Körperliche Gewalt gegen LGBTIQ+ Personen ist Tatsache

Das Schweizer LGBTIQ+ Panel gibt wertvolle Einblicke in die aktuelle Situation von LGBTIQ+ Menschen in der Schweiz. Soeben wurde der Bericht des Jahres 2021 veröffentlicht – nach 2019 und 2020 der dritte Bericht dieser Art.

Das Schweizer LGBTIQ+ Panel wird von Dr. Tabea Hässler (Universität Zürich) und Dr. Léïla Eisner (Universität Lausanne) geleitet. Es handelt sich um eine Langzeitstudie, welche die Situation von LGBTIQ+ Personen in der Schweiz jährlich erfasst. Ziel der Studie ist, unser Verständnis darüber zu erweitern, wie sich LGBTIQ+ Personen in die Schweizer Gesellschaft integriert fühlen. Darüber hinaus ist es ein zentrales Anliegen zu erfassen, wie sich die Situation im Laufe der Zeit ändert. Dies ist wichtig, da wir derzeit nur sehr wenig darüber wissen, wie sich die Meinungen zu und die Zufriedenheit von LGBTIQ+ Personen im Laufe der Zeit allmählich oder als Reaktion auf aktuelle gesellschaftliche Ereignisse (z.B. Erweiterung der Rassismus-Strafnorm, Öffnung der Zivilehe für gleichgeschlechtliche Paare) ändern können.

Die Resultate der Befragungen mit über 3000 Teilnehmenden dieses Jahres in Stichworten:

  • Auch 2021 wägen LGBTIQ+ Menschen ihr Outing sorgfältig ab. So outet sich beispielsweise eine von drei Personen die einer sexuellen Minderheit angehören weder am Arbeitsplatz noch in der Universität. In der Schule verheimlichte die Hälfte der Angehörigen sexueller Minderheiten ihre Identität. Diese Zahlen waren bei den Angehörigen geschlechtlicher Minderheiten noch ausgeprägter: Mehr als zwei von drei Personen outeten sich weder in der Schule noch am Arbeitsplatz oder an der Universität.

+ + + + +

## Aufgaben
1/ Könnten Sie den Abschnitt aus dem Text zum Schweizer LGBTIQ+ Panel wiedergeben, der mit den Worten „Das Schweizer LGBTIQ+ Panel wird“ beginnt und mit „Paare) ändern können.“ endet, und dabei „Langzeitstudie“ gegen „Längsschnittstudie“ tauschen?
2/ Stimmen diese Aussagen mit dem Text zum Schweizer LGBTIQ+ Panel überein? Beantworten Sie jede mit Ja oder Nein und zitieren Sie die entscheidenden Worte des Textes.
(a) Die Studie wird von Forscherinnen der Universität Zürich und der Universität Lausanne geleitet.
(b) Der Bericht des Jahres 2021 ist der zweite Bericht dieser Art.
(c) In der Schule verheimlichte ein Drittel der Angehörigen sexueller Minderheiten die eigene Identität.

+ + + + +

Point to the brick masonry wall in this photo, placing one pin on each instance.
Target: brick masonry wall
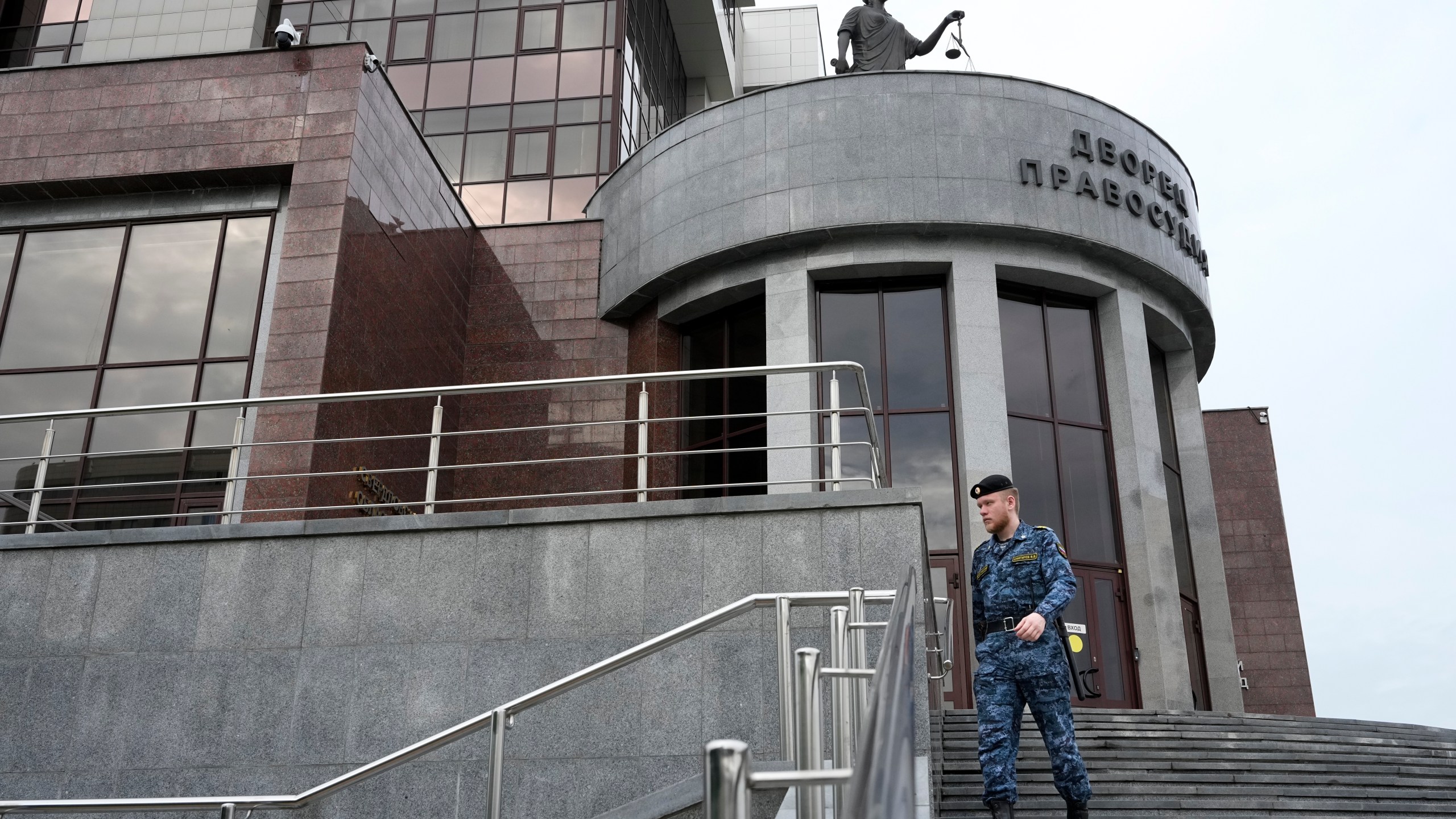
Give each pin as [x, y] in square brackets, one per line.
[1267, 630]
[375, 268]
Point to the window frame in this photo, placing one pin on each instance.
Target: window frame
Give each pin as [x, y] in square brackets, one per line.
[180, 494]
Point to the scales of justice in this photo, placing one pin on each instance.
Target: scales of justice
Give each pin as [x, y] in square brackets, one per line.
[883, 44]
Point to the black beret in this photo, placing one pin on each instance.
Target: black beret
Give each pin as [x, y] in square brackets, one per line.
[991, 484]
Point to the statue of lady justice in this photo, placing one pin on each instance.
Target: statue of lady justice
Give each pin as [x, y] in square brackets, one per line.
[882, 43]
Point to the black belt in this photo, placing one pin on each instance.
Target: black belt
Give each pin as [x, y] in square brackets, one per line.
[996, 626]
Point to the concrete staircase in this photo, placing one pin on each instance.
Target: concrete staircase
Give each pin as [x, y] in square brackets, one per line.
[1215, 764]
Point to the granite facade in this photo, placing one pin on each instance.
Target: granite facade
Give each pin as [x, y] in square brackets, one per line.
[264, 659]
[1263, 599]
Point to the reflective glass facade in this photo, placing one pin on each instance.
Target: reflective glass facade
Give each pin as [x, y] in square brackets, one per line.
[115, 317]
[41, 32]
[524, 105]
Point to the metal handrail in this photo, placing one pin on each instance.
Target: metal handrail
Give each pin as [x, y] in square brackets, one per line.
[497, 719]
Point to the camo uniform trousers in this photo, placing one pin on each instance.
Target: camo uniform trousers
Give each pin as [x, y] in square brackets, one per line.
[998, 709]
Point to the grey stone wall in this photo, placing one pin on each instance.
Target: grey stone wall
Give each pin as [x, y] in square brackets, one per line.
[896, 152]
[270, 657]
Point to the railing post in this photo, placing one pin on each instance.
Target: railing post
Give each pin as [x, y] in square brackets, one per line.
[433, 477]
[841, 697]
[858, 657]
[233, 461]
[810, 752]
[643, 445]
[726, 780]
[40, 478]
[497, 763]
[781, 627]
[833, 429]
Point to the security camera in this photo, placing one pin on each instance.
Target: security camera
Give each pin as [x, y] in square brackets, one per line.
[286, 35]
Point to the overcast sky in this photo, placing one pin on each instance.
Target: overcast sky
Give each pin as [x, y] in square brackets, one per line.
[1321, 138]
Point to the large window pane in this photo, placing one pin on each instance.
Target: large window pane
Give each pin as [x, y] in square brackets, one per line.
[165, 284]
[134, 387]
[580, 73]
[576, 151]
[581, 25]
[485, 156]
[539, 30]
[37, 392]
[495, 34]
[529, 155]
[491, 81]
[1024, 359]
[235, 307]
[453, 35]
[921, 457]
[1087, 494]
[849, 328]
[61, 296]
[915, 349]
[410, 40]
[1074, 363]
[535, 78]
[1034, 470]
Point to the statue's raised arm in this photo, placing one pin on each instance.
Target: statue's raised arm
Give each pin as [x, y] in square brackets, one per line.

+ + + + +

## Lösungen
1/
Das Schweizer LGBTIQ+ Panel wird von Dr. Tabea Hässler (Universität Zürich) und Dr. Léïla Eisner (Universität Lausanne) geleitet. Es handelt sich um eine Längsschnittstudie, welche die Situation von LGBTIQ+ Personen in der Schweiz jährlich erfasst. Ziel der Studie ist, unser Verständnis darüber zu erweitern, wie sich LGBTIQ+ Personen in die Schweizer Gesellschaft integriert fühlen. Darüber hinaus ist es ein zentrales Anliegen zu erfassen, wie sich die Situation im Laufe der Zeit ändert. Dies ist wichtig, da wir derzeit nur sehr wenig darüber wissen, wie sich die Meinungen zu und die Zufriedenheit von LGBTIQ+ Personen im Laufe der Zeit allmählich oder als Reaktion auf aktuelle gesellschaftliche Ereignisse (z.B. Erweiterung der Rassismus-Strafnorm, Öffnung der Zivilehe für gleichgeschlechtliche Paare) ändern können.

2/
(a) Ja: „Das Schweizer LGBTIQ+ Panel wird von Dr. Tabea Hässler (Universität Zürich) und Dr. Léïla Eisner (Universität Lausanne) geleitet.“
(b) Nein: „nach 2019 und 2020 der dritte Bericht dieser Art“
(c) Nein: „In der Schule verheimlichte die Hälfte der Angehörigen sexueller Minderheiten ihre Identität.“